━━━ Extracted text ━━━

Variable Elimination in Bayesian Networks
As discussed in last lecture, Bayesian Networks (BNs) are a class of graphical models that represent the conditional dependencies between a set of variables. They are way to model probability distributions, and used to model probabilistic relationships in complex systems, where the nodes represent variables and the edges signify the dependencies.
In this lecture, we’ll focus on efficiently computing joint probabilites of events given a network. We’ll learn a tool called variable elimination for that.
For that, we’ll use three tools that we already know:
Bayesian network law says, Given parents, a node is independent of its non-descendents.
D-separation is a technique used to determine if two variables in a BN are independent, given a set of other variables. It is based on the graphical structure of the network. A set of nodes $D$ is said to d-separate $X$ from $Y$ if it blocks every path from $X$ to $Y$. The criteria for D-separation is as follows:
- If a node is observed, it blocks the path.

━━━

Task instructions:
(A) Please rewrite the part of the variable elimination notes starting at "Variable Elimination in" and ending at "of its non-descendents.", switching "lecture" to "session".
(B) Translate this sentence from the variable elimination notes into Spanish: "D-separation is a technique used to determine if two variables in a BN are independent, given a set of other variables."
(C) In the variable elimination notes, what tool will the lecture teach for efficiently computing joint probabilities of events given a network?

━━━ Data lines ━━━

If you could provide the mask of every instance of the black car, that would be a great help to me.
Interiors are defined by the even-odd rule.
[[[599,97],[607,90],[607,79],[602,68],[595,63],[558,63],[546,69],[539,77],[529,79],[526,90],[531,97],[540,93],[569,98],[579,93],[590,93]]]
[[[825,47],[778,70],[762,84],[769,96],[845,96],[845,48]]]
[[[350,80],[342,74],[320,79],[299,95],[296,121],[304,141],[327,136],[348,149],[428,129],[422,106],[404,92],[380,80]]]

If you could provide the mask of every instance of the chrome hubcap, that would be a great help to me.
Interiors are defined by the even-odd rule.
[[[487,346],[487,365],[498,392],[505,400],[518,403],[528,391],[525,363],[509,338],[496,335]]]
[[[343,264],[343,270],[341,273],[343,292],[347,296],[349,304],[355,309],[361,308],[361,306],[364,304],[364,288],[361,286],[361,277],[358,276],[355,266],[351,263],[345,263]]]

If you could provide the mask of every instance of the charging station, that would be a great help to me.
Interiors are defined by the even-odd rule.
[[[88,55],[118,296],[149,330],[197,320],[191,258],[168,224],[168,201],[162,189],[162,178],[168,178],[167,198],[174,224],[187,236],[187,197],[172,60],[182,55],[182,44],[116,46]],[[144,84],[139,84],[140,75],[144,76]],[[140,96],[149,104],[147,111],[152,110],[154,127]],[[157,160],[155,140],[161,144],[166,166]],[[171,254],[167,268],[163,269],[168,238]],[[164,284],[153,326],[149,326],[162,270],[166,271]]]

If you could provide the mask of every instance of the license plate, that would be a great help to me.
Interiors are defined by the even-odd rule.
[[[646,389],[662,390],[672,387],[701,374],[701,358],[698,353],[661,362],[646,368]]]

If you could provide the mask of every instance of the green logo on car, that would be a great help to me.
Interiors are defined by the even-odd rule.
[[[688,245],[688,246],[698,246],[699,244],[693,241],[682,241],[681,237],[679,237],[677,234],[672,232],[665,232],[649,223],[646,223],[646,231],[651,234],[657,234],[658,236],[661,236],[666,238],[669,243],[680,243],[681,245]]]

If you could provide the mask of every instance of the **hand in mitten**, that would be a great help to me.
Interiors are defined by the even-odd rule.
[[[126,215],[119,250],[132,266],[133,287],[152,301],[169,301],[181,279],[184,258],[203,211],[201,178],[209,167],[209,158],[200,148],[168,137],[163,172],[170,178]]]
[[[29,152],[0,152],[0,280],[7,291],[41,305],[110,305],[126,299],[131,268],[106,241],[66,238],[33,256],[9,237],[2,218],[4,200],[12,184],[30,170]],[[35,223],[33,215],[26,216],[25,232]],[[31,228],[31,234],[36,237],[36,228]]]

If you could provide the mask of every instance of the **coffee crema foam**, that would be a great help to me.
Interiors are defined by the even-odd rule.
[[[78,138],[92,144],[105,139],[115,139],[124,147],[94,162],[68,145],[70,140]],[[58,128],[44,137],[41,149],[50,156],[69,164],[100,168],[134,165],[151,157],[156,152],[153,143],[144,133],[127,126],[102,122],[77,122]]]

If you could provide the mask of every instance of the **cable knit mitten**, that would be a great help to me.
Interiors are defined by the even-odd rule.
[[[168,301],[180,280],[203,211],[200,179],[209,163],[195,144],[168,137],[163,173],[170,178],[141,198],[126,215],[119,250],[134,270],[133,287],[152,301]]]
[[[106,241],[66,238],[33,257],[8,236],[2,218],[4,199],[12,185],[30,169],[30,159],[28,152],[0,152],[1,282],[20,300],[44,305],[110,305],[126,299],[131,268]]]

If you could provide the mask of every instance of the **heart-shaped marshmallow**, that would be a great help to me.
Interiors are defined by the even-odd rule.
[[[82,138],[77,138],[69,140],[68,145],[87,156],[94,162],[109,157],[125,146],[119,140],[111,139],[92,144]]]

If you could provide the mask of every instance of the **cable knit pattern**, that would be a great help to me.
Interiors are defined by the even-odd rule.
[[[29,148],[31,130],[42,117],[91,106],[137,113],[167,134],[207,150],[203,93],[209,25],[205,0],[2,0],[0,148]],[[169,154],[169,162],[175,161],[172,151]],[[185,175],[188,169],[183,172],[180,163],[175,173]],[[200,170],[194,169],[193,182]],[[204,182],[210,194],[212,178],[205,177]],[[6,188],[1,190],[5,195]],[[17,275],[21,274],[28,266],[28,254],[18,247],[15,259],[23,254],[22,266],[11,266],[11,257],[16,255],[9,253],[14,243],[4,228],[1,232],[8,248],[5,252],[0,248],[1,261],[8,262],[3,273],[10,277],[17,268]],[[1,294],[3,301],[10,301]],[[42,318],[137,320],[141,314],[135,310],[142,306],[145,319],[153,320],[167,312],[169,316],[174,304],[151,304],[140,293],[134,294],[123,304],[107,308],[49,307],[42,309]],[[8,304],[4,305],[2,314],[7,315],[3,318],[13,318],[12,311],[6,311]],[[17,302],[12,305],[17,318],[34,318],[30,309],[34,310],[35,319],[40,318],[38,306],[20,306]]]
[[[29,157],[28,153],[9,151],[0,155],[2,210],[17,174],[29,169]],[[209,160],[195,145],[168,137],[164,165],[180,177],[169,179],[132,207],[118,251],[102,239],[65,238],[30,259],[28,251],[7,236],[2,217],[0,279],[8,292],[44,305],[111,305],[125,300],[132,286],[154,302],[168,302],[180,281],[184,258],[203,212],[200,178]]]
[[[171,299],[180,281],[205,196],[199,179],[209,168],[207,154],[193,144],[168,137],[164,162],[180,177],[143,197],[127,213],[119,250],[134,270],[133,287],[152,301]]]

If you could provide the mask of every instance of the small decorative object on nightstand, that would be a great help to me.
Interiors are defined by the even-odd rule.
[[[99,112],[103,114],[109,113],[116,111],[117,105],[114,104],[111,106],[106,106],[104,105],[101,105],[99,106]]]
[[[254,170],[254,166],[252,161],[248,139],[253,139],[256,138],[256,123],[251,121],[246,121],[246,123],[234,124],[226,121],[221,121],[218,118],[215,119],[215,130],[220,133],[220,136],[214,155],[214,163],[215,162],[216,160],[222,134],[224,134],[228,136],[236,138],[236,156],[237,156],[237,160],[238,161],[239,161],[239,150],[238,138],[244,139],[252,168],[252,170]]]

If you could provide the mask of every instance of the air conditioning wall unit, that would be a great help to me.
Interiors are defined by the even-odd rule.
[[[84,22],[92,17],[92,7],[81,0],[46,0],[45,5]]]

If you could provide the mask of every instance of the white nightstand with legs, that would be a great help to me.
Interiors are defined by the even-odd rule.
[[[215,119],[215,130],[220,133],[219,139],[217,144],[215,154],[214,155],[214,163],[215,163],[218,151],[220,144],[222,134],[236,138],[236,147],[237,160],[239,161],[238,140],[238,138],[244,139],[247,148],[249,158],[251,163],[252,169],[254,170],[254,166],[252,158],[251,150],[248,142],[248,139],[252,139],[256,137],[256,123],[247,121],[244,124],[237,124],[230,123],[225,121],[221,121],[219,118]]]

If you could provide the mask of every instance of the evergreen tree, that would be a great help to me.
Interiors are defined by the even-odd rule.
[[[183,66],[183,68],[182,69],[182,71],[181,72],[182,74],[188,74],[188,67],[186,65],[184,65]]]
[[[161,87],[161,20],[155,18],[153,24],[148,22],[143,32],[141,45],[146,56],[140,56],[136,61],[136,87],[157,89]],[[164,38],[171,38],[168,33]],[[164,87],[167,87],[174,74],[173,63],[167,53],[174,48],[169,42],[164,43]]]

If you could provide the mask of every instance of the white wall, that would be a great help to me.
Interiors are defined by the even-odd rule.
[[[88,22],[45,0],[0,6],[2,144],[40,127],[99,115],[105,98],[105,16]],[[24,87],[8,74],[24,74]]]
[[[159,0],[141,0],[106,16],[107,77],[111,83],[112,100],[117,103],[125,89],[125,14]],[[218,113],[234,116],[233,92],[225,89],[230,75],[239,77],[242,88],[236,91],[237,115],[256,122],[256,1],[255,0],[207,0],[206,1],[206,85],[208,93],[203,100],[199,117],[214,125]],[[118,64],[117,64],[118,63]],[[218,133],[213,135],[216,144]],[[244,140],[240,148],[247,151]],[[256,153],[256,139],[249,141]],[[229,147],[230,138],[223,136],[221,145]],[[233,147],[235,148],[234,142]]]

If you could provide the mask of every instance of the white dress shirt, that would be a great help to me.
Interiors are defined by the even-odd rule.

━━━

Exercise responses:
(A)
Variable Elimination in Bayesian Networks
As discussed in last session, Bayesian Networks (BNs) are a class of graphical models that represent the conditional dependencies between a set of variables. They are way to model probability distributions, and used to model probabilistic relationships in complex systems, where the nodes represent variables and the edges signify the dependencies.
In this session, we’ll focus on efficiently computing joint probabilites of events given a network. We’ll learn a tool called variable elimination for that.
For that, we’ll use three tools that we already know:
Bayesian network law says, Given parents, a node is independent of its non-descendents.

(B) La separación D es una técnica que se utiliza para determinar si dos variables en una BN son independientes, dado un conjunto de otras variables.

(C) Variable elimination.